→ **Problems to work on**
A) Retype the part of the hydraulics article starting with "This works on" and going on through "hydraulic cylinder works.".
B) List the physical parts of a hydraulic system named in the hydraulics article's section headed "The hydraulic cylinder." Leave out the fluid itself.
C) Answer these questions using the hydraulics article:
(i) What kind of fluid do hydraulics use to transmit force from one point to another?
(ii) What cost comes with the larger cylinder applying a much greater force?
(iii) What can replace the small cylinder to give an infinite "travel distance"?

→ **Given passage**
:::::
Hydraulics 101

Andres Onu
4 October 2018

Above: Image © Djahan, iStockPhoto.com

You pass a construction site and see heavy, strong machinery doing huge amounts of work. Engines drone along. Suddenly, there’s a load roar. Machines lift earth and steel. What provides the force to do the work with ease? Hydraulic power, a nearly silent component of the system, does the lifting.

Hydraulics allow you to transmit force from one point to another using an incompressible fluid. In most cases, you also increase the force applied at one end for a given amount of effort.

This works on the same principle as the mechanical lever, a simple machine that works like a seesaw. If one end of a lever pushes down, the other end moves up. If the level is well designed, then a machine can lift a very heavy object without much effort.

Cranes at construction site use hydraulic power. Image© baphotte, iStockPhoto.com

A hydraulic cylinder, however, has major advantages over mechanical levers. Let’s look at how a hydraulic cylinder works.

The hydraulic cylinder

In hydraulics, A small diameter cylinder connects to a large diameter cylinder using a hose or pipe. By applying a force at the small cylinder, the large cylinder applies a much greater force. The force, in this case, is multiplied by an amount equal to the difference in the area of the cylinder.

The cost is that the larger cylinder moves a shorter distance.

Have you or anyone you know ever used a car jack? That’s the tool people use to lift up cars to change flat tires. To use the car jack, you need to move the handle over and over in order to lift the car only a few centimetres. Similarly, a large distance, over and over, in order to have the lift move up only a few centimetres.

These diagrams show how to take advantage of hydraulic designs. First, we first can connect the two cylinders with pipes or a flexible hose across a long distance. This allows you to do work on a machine that moves, like an excavator. You can even put the system in one room, and the second cylinder in another part of a building, easily getting around corners or through walls. It is compact and as powerful as needed for the application.

Another amazing feature of hydraulic systems is used in nearly all cases. The example in the diagram above shows a small cylinder moving a long distance. This means that cylinder is limited in the distance it can push or pull. That cylinder can be replaced, however, with a powerful pump. This creates something that is like the small cylinder, but with an infinite “travel distance”. The pump continues to draw fluid out a reservoir and continue to push the big cylinder for a long as is needed. What would a mechanical lever that can do that even look like?
:::::
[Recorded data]
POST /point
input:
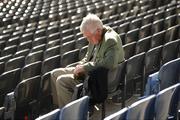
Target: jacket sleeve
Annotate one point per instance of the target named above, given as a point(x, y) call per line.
point(109, 60)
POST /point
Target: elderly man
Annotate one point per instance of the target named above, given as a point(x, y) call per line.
point(104, 50)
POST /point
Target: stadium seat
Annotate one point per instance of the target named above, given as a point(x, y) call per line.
point(143, 45)
point(81, 42)
point(158, 15)
point(132, 35)
point(122, 36)
point(8, 81)
point(52, 29)
point(82, 52)
point(135, 24)
point(169, 73)
point(123, 28)
point(152, 84)
point(172, 33)
point(40, 33)
point(17, 62)
point(68, 46)
point(2, 44)
point(2, 67)
point(26, 37)
point(157, 26)
point(31, 70)
point(53, 51)
point(170, 11)
point(13, 41)
point(170, 21)
point(129, 49)
point(39, 41)
point(134, 77)
point(120, 115)
point(9, 50)
point(152, 61)
point(147, 19)
point(142, 109)
point(53, 36)
point(158, 39)
point(25, 45)
point(53, 115)
point(24, 52)
point(38, 48)
point(47, 65)
point(166, 103)
point(69, 57)
point(34, 57)
point(77, 109)
point(26, 94)
point(2, 110)
point(170, 51)
point(67, 38)
point(5, 58)
point(145, 31)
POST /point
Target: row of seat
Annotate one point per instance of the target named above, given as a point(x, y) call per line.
point(27, 100)
point(55, 11)
point(161, 106)
point(164, 105)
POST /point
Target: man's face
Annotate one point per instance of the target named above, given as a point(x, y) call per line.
point(93, 38)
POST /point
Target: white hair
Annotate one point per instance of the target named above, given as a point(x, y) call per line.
point(91, 23)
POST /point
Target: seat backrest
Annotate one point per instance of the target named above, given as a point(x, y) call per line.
point(8, 81)
point(169, 73)
point(70, 57)
point(119, 79)
point(152, 60)
point(163, 103)
point(142, 109)
point(152, 84)
point(76, 110)
point(14, 63)
point(2, 66)
point(47, 65)
point(120, 115)
point(129, 49)
point(31, 70)
point(53, 115)
point(170, 51)
point(27, 91)
point(2, 110)
point(143, 45)
point(134, 71)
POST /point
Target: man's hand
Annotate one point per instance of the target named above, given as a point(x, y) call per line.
point(79, 70)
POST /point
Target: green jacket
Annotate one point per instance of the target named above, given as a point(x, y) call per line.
point(110, 52)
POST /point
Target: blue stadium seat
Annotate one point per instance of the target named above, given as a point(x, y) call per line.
point(77, 109)
point(120, 115)
point(166, 103)
point(142, 109)
point(53, 115)
point(169, 73)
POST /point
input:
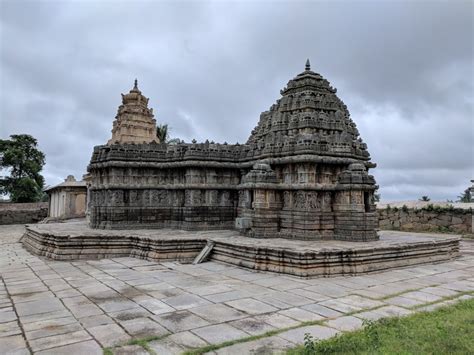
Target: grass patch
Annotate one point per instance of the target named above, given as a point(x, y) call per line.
point(447, 330)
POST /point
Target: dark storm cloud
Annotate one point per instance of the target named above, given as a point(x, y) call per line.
point(404, 68)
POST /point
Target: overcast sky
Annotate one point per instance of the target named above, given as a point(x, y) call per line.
point(404, 68)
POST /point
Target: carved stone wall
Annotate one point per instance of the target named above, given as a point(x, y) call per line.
point(21, 213)
point(303, 174)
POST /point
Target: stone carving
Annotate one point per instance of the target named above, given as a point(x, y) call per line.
point(303, 172)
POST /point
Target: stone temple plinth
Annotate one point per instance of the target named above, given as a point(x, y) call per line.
point(303, 173)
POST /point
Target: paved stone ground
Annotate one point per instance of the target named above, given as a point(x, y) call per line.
point(49, 307)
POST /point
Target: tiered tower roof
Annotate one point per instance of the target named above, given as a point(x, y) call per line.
point(134, 122)
point(309, 118)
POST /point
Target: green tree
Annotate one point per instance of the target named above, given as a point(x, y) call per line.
point(21, 157)
point(163, 134)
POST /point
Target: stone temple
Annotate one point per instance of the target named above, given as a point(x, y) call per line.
point(296, 198)
point(302, 174)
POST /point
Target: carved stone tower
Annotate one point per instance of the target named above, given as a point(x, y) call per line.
point(134, 122)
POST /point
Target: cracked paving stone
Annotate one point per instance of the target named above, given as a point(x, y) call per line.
point(316, 331)
point(180, 320)
point(347, 323)
point(219, 333)
point(143, 327)
point(109, 334)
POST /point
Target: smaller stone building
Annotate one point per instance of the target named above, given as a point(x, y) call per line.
point(68, 199)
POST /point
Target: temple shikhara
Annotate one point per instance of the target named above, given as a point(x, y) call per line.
point(303, 173)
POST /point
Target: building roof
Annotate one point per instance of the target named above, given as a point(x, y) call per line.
point(69, 182)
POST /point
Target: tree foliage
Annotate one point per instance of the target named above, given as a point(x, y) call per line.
point(21, 157)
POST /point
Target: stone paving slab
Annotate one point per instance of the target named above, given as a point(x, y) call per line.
point(51, 307)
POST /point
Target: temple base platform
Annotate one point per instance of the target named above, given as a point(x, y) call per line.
point(303, 258)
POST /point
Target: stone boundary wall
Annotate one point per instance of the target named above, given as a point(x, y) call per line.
point(22, 213)
point(427, 219)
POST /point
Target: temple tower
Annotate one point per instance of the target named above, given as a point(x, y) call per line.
point(134, 122)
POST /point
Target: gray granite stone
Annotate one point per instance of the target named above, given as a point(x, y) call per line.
point(219, 333)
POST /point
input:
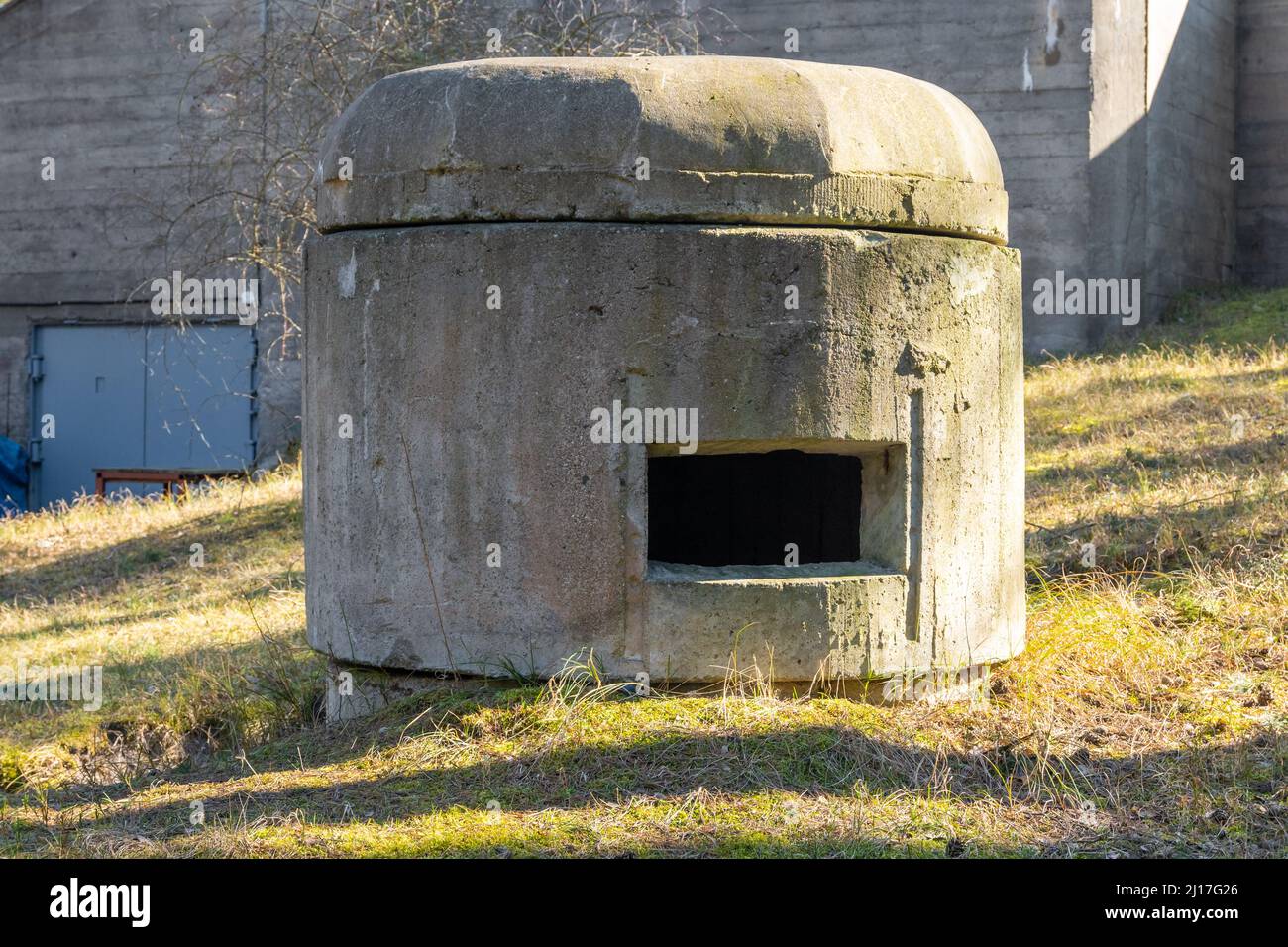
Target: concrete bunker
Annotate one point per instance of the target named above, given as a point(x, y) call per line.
point(806, 261)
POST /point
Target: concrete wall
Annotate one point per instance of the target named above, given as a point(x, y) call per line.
point(99, 85)
point(1262, 142)
point(1193, 72)
point(993, 55)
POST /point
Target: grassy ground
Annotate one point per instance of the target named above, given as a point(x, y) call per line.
point(1146, 716)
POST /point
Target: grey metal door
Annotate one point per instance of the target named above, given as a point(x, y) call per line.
point(153, 397)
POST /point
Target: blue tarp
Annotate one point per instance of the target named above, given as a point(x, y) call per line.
point(13, 476)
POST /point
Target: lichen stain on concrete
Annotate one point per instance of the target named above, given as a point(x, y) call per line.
point(348, 275)
point(1055, 27)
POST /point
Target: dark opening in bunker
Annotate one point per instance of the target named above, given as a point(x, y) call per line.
point(742, 509)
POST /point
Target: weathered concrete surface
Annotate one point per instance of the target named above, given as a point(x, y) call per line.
point(103, 88)
point(1190, 132)
point(471, 427)
point(1262, 142)
point(725, 138)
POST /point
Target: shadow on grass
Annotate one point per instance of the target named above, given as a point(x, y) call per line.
point(104, 570)
point(831, 761)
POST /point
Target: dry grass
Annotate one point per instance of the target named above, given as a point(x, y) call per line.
point(1146, 716)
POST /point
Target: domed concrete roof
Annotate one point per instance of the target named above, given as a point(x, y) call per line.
point(699, 140)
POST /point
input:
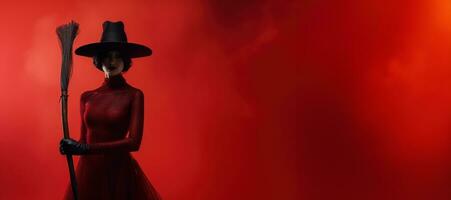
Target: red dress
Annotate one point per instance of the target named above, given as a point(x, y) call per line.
point(108, 171)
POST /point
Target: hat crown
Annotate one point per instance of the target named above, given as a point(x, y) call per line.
point(113, 32)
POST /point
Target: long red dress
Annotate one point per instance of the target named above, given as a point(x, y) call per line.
point(108, 171)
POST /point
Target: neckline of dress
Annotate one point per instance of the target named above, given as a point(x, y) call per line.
point(117, 81)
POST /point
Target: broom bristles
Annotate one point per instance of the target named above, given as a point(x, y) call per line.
point(66, 34)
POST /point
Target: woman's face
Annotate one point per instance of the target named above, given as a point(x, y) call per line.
point(112, 64)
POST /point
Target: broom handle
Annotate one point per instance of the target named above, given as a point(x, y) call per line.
point(70, 161)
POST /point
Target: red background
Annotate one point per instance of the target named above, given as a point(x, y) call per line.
point(264, 99)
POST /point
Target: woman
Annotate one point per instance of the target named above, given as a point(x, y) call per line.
point(106, 170)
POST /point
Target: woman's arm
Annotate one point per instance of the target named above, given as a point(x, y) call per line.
point(82, 113)
point(133, 141)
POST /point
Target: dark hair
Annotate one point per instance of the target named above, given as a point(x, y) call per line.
point(97, 60)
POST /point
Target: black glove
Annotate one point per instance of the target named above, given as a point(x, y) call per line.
point(70, 146)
:::::
→ **Exercise responses**
A)
This works on the same principle as the mechanical lever, a simple machine that works like a seesaw. If one end of a lever pushes down, the other end moves up. If the level is well designed, then a machine can lift a very heavy object without much effort.

Cranes at construction site use hydraulic power. Image© baphotte, iStockPhoto.com

A hydraulic cylinder, however, has major advantages over mechanical levers. Let’s look at how a hydraulic cylinder works.

B)
small diameter cylinder
large diameter cylinder
hose (flexible hose)
pipe
pump
reservoir

C)
(i) An incompressible fluid.
(ii) The larger cylinder moves a shorter distance.
(iii) A powerful pump.